→ Exercise: Extract each line below that contains the string "snow", and copy every such line in full.

─── Material provided

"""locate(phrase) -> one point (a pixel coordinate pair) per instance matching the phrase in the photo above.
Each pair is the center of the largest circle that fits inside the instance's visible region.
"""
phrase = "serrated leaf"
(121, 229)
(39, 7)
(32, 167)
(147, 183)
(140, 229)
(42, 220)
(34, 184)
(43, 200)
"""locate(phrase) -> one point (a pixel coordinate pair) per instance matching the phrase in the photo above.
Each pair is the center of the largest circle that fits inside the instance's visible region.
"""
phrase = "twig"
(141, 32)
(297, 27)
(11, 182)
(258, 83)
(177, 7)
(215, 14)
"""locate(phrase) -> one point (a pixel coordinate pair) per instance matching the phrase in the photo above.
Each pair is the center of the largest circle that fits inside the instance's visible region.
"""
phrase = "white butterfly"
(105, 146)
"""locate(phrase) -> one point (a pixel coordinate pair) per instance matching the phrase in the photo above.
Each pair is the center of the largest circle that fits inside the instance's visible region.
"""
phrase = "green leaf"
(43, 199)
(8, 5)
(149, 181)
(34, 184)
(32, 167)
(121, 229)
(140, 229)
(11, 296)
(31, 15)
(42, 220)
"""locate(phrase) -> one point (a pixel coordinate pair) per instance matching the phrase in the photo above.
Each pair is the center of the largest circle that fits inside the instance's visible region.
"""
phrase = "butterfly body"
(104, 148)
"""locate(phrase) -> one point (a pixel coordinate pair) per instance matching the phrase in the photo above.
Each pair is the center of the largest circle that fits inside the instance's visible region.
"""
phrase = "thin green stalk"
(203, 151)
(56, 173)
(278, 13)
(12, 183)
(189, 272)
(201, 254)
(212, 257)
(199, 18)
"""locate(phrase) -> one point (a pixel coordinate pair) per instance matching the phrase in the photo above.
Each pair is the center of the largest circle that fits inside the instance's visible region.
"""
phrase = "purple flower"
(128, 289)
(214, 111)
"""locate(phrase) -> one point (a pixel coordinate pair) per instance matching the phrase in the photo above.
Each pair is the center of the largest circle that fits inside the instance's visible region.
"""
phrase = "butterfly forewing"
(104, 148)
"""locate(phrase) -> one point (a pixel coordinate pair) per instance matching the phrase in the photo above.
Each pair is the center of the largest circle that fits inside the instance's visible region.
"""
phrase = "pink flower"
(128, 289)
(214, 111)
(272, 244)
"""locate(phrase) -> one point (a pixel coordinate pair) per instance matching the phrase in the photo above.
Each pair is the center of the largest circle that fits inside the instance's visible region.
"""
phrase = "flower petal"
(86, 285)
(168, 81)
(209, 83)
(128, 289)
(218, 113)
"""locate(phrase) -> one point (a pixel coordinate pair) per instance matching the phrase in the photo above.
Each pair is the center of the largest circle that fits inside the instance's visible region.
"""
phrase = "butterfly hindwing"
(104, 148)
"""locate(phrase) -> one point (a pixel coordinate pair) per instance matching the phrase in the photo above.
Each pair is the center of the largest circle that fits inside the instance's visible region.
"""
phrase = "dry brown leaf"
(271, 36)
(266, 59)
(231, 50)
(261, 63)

──────
─── Material provided

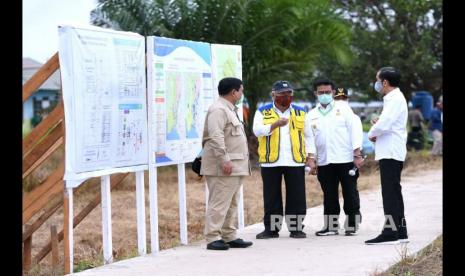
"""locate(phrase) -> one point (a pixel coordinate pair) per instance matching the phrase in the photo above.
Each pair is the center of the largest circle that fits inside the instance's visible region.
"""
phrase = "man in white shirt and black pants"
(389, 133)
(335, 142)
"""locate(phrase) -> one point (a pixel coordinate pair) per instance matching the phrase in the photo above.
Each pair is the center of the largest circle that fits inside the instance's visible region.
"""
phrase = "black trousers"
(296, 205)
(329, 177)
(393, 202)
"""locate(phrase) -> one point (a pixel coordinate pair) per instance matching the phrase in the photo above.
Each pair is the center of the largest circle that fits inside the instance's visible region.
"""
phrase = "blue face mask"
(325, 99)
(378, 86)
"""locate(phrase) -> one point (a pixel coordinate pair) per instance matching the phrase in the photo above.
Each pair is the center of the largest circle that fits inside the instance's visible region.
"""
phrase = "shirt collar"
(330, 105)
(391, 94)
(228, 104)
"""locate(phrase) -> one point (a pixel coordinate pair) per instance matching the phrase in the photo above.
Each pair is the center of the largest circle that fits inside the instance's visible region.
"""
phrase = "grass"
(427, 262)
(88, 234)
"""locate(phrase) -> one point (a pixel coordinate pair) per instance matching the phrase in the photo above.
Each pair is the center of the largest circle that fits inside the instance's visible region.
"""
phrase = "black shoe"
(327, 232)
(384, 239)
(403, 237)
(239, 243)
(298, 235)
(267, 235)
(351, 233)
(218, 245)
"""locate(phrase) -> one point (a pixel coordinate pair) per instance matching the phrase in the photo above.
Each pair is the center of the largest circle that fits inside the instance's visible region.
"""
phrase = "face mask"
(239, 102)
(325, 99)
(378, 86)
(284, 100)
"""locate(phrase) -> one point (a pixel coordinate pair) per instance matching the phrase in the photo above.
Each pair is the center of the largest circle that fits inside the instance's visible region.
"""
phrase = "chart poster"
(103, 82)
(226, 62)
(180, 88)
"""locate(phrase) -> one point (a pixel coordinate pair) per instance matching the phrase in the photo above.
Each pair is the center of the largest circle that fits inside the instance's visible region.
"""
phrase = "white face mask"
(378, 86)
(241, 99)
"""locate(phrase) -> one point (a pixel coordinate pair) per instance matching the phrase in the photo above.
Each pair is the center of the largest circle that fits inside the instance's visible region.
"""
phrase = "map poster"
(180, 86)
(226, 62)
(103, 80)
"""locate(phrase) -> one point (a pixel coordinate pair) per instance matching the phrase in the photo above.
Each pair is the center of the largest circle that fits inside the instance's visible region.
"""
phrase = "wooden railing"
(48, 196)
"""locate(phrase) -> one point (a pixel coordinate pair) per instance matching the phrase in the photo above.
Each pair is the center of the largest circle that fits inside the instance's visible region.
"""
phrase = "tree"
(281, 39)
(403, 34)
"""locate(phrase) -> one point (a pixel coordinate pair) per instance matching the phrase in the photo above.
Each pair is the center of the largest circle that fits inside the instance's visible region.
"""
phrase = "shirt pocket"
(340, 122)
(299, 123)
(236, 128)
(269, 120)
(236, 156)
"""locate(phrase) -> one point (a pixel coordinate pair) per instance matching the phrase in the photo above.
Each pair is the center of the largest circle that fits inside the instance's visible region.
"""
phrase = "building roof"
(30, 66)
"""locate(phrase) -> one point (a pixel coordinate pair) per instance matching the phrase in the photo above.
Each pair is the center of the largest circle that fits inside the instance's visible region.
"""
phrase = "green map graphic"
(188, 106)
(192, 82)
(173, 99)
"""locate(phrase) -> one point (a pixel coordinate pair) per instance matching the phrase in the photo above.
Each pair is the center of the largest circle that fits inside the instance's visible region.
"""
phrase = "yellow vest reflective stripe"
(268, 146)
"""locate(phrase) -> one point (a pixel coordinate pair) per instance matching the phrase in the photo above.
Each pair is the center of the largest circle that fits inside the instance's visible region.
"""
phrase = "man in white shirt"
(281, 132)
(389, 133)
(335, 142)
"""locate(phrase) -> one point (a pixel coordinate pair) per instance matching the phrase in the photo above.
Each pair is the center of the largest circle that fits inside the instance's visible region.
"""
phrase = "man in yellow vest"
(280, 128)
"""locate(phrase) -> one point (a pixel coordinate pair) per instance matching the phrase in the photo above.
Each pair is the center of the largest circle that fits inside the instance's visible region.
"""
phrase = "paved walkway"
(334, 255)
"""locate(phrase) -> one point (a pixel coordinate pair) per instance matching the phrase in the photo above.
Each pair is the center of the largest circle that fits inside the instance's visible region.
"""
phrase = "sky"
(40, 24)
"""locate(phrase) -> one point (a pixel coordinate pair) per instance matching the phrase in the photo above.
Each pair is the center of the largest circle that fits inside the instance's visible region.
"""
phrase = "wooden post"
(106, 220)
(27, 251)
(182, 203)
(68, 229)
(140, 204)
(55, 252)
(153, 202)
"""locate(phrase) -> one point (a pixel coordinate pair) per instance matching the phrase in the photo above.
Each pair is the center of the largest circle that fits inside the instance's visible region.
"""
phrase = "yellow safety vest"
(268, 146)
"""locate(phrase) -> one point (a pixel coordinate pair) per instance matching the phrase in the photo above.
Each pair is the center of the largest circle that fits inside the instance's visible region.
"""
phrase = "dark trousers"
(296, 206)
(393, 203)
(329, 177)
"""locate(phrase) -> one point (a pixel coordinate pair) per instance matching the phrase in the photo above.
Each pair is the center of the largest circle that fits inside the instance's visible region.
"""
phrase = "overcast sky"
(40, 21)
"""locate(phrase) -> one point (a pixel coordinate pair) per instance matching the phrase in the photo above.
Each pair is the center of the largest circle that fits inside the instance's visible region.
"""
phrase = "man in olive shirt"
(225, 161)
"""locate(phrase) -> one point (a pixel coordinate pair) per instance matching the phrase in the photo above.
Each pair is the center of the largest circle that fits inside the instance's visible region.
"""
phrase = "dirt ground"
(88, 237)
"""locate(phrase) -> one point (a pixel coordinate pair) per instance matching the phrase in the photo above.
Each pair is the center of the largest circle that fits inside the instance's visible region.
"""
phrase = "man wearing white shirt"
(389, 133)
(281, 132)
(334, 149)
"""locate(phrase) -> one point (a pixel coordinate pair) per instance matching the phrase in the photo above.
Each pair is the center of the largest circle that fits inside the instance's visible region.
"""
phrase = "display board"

──────
─── Material provided

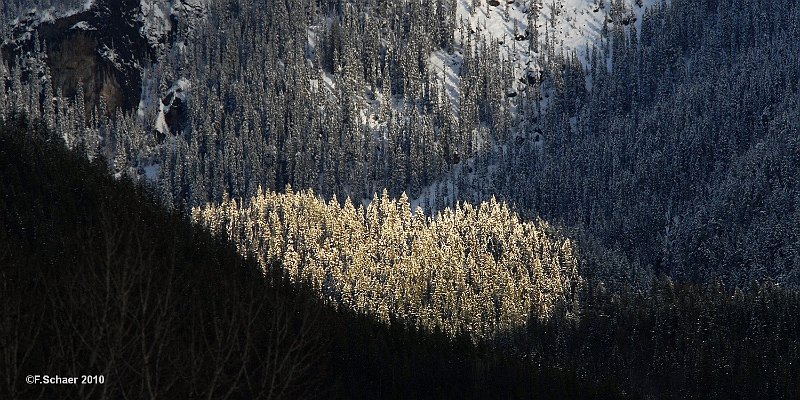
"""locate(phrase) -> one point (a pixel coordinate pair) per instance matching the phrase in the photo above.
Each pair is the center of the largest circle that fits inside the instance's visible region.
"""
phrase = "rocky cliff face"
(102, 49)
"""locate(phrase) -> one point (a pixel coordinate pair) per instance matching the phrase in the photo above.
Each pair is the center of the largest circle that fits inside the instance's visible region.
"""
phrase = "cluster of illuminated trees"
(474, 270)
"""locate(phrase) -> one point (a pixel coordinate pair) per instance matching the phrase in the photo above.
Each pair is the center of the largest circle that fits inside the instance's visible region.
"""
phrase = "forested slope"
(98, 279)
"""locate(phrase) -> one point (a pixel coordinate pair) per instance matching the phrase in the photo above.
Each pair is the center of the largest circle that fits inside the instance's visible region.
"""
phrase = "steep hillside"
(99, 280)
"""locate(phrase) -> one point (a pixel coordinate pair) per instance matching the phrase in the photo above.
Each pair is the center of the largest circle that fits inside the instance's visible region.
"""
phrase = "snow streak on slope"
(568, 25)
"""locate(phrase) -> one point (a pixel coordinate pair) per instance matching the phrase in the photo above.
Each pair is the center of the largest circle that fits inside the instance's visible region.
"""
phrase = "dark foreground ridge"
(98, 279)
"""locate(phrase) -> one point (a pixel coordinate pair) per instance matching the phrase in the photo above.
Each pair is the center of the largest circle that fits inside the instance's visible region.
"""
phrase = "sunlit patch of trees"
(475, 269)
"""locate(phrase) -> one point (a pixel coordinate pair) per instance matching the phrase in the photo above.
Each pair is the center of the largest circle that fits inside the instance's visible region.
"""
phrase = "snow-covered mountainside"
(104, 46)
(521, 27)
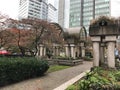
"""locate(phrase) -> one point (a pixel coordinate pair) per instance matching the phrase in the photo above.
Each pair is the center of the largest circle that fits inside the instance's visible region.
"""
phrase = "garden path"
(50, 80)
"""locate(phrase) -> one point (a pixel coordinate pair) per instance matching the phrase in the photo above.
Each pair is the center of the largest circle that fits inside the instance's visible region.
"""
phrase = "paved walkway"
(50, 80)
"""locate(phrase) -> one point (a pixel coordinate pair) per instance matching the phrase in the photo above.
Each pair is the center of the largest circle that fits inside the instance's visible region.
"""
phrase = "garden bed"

──────

→ Output of the task:
phrase = "snow streak on slope"
phrase = "snow-covered mountainside"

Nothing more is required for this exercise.